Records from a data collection
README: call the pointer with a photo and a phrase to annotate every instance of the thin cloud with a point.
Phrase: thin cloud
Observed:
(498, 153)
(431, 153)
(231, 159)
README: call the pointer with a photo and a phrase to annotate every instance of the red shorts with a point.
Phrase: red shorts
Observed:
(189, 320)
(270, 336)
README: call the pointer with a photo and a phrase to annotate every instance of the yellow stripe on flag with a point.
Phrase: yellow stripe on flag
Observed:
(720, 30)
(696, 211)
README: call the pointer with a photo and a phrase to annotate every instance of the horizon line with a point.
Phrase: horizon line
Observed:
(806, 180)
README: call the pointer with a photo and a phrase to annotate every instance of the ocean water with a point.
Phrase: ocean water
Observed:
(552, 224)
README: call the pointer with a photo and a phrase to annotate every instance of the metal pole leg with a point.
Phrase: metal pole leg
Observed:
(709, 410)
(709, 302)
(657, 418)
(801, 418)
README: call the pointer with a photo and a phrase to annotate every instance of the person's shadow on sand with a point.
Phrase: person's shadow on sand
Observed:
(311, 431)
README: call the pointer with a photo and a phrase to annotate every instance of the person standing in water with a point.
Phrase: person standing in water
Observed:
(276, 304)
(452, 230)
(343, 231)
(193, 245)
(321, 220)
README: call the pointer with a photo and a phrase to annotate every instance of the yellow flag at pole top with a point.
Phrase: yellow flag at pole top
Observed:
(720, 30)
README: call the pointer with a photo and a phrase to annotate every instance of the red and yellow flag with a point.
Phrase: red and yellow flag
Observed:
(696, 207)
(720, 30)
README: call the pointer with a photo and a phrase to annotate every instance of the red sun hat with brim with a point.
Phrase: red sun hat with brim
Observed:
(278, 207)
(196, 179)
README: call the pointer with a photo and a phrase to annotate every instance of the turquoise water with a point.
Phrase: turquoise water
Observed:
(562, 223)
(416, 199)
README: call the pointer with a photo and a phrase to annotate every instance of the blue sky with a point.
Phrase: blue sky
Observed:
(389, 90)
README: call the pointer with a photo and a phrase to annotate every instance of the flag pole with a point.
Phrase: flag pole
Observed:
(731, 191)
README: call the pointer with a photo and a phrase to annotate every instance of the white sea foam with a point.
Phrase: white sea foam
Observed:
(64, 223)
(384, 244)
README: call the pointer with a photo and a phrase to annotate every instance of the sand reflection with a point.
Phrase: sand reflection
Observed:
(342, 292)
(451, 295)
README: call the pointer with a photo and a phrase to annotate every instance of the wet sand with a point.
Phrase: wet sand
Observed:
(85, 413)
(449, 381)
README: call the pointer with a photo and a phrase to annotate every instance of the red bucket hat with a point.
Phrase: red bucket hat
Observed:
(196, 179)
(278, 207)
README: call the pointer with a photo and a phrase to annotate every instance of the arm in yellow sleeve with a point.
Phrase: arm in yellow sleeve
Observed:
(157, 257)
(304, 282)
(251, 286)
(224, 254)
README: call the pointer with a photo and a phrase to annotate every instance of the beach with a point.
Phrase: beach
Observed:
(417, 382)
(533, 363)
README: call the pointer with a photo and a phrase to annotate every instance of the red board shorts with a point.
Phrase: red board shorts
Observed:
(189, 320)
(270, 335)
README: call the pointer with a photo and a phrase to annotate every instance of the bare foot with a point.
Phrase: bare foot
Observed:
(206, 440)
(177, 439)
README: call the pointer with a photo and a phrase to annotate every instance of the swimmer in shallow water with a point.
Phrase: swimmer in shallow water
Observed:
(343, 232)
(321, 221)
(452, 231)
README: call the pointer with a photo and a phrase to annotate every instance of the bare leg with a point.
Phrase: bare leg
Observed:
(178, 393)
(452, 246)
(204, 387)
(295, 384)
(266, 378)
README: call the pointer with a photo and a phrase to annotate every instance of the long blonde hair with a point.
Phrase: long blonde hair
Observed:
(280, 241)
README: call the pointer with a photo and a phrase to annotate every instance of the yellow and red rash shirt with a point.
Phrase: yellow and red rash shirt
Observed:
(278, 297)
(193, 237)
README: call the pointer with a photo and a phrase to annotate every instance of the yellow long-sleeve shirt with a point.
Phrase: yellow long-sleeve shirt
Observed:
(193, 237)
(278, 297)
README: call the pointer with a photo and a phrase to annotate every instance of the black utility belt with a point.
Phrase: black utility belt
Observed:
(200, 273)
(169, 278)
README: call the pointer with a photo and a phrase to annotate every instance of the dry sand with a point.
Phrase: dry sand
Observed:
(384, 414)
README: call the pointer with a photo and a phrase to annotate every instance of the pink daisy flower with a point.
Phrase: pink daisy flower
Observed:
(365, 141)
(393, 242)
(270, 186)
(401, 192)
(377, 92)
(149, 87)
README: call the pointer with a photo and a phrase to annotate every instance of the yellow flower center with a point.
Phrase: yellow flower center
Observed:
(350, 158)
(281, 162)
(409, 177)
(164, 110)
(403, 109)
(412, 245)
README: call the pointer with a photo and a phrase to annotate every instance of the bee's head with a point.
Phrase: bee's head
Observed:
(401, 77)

§ Directions: Return the data in full, exactly as it appears above.

§ Result of this task:
README: call the pointer with a photo and a phrase to annotate every instance of the thin cloud with a point.
Phrase: thin cloud
Observed:
(498, 153)
(431, 153)
(231, 159)
README: call the pointer with a photo and a phrase to annotate every instance of the red shorts with a point.
Phrase: red shorts
Observed:
(189, 320)
(270, 336)
README: call the pointer with a photo and a phrase to annotate every instance of the yellow stripe on flag with a point.
Phrase: yellow stripe on flag
Observed:
(720, 30)
(696, 211)
README: call the pointer with a photo and a phrase to annotate every instance of the horizon line with a point.
Phrase: horizon line
Observed:
(806, 180)
README: call the pointer with a photo and a phrase to annotate every instance of the ocean water with a point.
Phrase: ocean water
Observed:
(552, 224)
README: call the pointer with a photo and a phrase to annotate every instance of the metal pole leg with a point.
Phrase: metal pole leg
Observed:
(709, 410)
(709, 302)
(657, 418)
(801, 418)
README: call the pointer with a photo and a phrase to annotate every instance of the person's shadow on sand with a point.
Phrase: person's shadow on sand
Observed:
(311, 431)
README: call the pointer with a photo and a phrase to annotate every instance of the person standing in water with a point.
Phrase: person standing in water
Observed:
(276, 304)
(452, 230)
(343, 231)
(193, 245)
(321, 220)
README: call the pointer with a photo and a phrase to annotate every instance of the yellow flag at pole top with a point.
Phrase: yellow flag at pole top
Observed:
(720, 30)
README: call the pointer with a photo and a phrase to annotate every instance of the red and yellow flag with a point.
Phrase: red and yellow flag
Observed:
(696, 207)
(720, 30)
README: call the pointer with a photo and a phrase to annotate every instance of the red sun hat with brim with a point.
Phrase: red sun hat with brim
Observed:
(278, 207)
(196, 179)
README: call the pointer with a photo and a phrase to annotate every instance of the turquoise water with a point.
Phrase: turquoise water
Observed:
(562, 223)
(416, 199)
README: call the pointer with a photo and a phrase to annotate every instance of the blue sky with a point.
Phrase: blue sky
Observed:
(389, 90)
README: call the pointer with a photo and a phrase to annotate every instance of the flag pole with a point.
Phrase: flag pole
Observed:
(731, 191)
README: call the pointer with a photo and a phrase to annotate every instance of the white sea foam with a point.
Phrase: white sea foam
Observed:
(64, 223)
(384, 244)
README: call the pointer with a photo and a phrase to annotate every instance of the sand reflection with a point.
Phrase: sand reflection
Observed:
(342, 292)
(451, 295)
README: call the pointer with a photo and a phrase to annotate every instance of the wet sand with a point.
Phrase: wet sand
Observed:
(85, 413)
(449, 381)
README: call the pointer with a photo and a phrase to annotate every instance of the red bucket hat with a point.
Phrase: red bucket hat
Observed:
(196, 179)
(278, 207)
README: call the pointer with a photo and a phrase to annotate every instance of the arm in yellow sleeve with a point.
Phrase: arm in yellow sleeve
Observed:
(157, 257)
(304, 282)
(251, 286)
(224, 254)
README: call the pointer with a photo and a phrase to annotate every instance of the beach with a point.
Phrase: beach
Observed:
(417, 382)
(533, 363)
README: call the pointer with a photo and a phrase to annotate every instance of the red board shorts with a point.
Phrase: red board shorts
Observed:
(189, 320)
(270, 335)
README: call the pointer with a photo and a phrase to annotate every instance of the bare foot with a point.
Phrase: bare foot
Observed:
(206, 440)
(177, 439)
README: call the pointer with a photo and a phrase to annotate every instance of the swimmer in shallow water with a point.
Phrase: swimmer in shallow water
Observed:
(343, 232)
(321, 221)
(452, 231)
README: call the pointer with a photo and a phrase to annotate every instance of the bare leg with a point.
Phrase: bare leg
Observed:
(178, 393)
(452, 246)
(204, 387)
(295, 384)
(266, 378)
README: call the pointer with a photo and a phrase to annotate every instance of the long blonde hair with a point.
Phrase: long blonde hair
Observed:
(280, 241)
README: call the pointer with a photo and a phrase to annotate every instance of the yellow and red rash shirt with a point.
Phrase: yellow and red rash shirt
Observed:
(278, 297)
(193, 237)
README: call the pointer with a photo and a phrase to annotate every instance of the yellow long-sleeve shirt with a point.
Phrase: yellow long-sleeve shirt
Observed:
(193, 237)
(278, 297)
README: call the pointer with a photo and a phrase to annotate every instance of the black utility belt with a point.
Phrase: black utility belt
Observed:
(200, 273)
(169, 278)
README: call the pointer with a photo and a phrase to annotate every instance of the dry sand with a point.
Phrase: dry sand
Observed:
(384, 414)
README: call the pointer with a photo and a phrase to annotate every instance of the pink daisy flower with a point.
Phrase: pink daisy flower
Observed:
(365, 141)
(393, 242)
(270, 186)
(401, 192)
(377, 92)
(149, 87)
README: call the pointer with a photo and a phrase to annotate every instance of the yellow flower center with a point.
Phrase: yellow flower center
Observed:
(350, 158)
(281, 162)
(409, 177)
(164, 110)
(403, 109)
(412, 245)
README: call the pointer with a photo and a phrase to annotate every instance of the bee's head with a point.
Phrase: bee's head
Observed:
(401, 77)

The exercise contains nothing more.